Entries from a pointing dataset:

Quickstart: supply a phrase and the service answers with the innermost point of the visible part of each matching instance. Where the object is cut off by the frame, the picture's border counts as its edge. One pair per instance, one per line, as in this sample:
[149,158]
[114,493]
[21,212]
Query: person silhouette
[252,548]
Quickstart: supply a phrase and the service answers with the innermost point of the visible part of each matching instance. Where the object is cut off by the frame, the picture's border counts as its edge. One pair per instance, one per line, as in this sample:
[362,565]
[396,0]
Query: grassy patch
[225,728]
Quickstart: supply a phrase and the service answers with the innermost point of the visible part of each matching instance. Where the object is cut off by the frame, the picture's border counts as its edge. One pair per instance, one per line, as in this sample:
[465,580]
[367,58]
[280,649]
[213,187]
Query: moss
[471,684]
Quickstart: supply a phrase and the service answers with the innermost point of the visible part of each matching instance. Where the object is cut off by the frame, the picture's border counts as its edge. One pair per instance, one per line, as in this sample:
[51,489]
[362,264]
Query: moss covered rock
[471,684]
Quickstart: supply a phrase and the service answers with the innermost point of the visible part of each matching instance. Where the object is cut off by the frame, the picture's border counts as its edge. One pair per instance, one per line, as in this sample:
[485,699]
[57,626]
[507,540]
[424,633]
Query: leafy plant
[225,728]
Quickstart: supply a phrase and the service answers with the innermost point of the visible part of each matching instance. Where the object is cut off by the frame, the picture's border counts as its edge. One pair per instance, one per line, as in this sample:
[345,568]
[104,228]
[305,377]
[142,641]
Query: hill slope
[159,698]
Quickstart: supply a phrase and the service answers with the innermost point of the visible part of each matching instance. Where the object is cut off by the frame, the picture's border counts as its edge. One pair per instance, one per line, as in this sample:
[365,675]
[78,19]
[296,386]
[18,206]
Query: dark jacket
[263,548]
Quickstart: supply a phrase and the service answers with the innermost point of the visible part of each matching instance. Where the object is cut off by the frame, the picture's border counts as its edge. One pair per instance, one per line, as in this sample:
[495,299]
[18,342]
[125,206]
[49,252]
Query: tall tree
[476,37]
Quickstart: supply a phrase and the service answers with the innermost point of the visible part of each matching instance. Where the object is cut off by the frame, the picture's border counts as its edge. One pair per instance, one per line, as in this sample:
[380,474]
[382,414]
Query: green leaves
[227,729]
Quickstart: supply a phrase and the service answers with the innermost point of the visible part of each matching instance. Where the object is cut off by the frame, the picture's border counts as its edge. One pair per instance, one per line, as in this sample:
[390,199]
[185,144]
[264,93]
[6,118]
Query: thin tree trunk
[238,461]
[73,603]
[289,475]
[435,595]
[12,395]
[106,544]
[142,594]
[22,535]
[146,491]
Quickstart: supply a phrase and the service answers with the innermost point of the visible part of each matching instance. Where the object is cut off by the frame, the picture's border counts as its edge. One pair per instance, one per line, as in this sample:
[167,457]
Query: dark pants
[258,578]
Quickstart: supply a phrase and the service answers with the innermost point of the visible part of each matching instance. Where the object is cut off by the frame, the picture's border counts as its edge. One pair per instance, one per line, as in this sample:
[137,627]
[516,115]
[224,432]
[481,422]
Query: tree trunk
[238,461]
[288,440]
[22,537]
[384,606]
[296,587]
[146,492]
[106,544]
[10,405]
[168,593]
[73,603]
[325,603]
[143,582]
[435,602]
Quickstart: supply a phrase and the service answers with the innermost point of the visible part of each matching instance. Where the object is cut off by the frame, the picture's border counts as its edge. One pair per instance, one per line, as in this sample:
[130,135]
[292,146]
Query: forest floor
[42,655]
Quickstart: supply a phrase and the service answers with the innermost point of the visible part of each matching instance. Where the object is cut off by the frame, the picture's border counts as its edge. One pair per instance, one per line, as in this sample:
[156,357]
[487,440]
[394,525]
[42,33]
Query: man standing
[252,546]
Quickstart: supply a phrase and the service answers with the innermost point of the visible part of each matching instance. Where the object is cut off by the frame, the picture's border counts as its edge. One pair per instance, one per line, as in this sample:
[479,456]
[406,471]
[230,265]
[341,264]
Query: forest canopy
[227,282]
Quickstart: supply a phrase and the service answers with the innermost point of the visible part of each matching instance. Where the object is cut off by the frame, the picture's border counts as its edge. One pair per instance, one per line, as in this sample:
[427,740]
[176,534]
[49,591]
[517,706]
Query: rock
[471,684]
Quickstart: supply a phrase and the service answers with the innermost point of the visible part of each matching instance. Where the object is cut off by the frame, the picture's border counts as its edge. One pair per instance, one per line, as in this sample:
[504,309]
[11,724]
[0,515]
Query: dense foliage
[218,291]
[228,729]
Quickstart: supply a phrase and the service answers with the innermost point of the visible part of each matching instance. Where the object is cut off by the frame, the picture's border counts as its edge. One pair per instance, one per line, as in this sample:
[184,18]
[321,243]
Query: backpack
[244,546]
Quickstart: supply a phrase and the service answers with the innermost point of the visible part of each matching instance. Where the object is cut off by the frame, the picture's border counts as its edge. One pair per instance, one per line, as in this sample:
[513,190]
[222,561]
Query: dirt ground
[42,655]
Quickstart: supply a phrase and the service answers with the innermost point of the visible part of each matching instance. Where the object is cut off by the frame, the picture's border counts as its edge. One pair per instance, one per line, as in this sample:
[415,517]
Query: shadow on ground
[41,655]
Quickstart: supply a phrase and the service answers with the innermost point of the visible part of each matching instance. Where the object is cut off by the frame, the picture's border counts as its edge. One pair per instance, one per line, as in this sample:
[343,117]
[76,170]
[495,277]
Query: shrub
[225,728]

What the task asks:
Tally the lines of the records above that contain the string "trunk", and give only the number.

The reply:
2